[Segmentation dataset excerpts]
-*-*-

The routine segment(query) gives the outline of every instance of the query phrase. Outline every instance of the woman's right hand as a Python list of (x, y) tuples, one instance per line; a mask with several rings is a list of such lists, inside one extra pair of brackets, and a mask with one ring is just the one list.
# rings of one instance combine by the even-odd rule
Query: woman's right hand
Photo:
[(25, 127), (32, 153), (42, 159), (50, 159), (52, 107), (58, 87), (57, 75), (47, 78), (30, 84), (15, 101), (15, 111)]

-*-*-

Write out every line of the records above without any changes.

The routine segment(query) gives the outline of every instance of the query phrase. Outline every instance of the woman's right hand as a Python list of (x, y) tuples, one instance per line; a mask with several rings is a list of such lists, inside one extra pair of brackets, and a mask with one ring is just the one list.
# rings of one instance combine by the even-odd rule
Query: woman's right hand
Photo:
[(25, 127), (32, 153), (42, 159), (50, 159), (52, 107), (58, 87), (57, 75), (47, 78), (30, 84), (15, 101), (15, 111)]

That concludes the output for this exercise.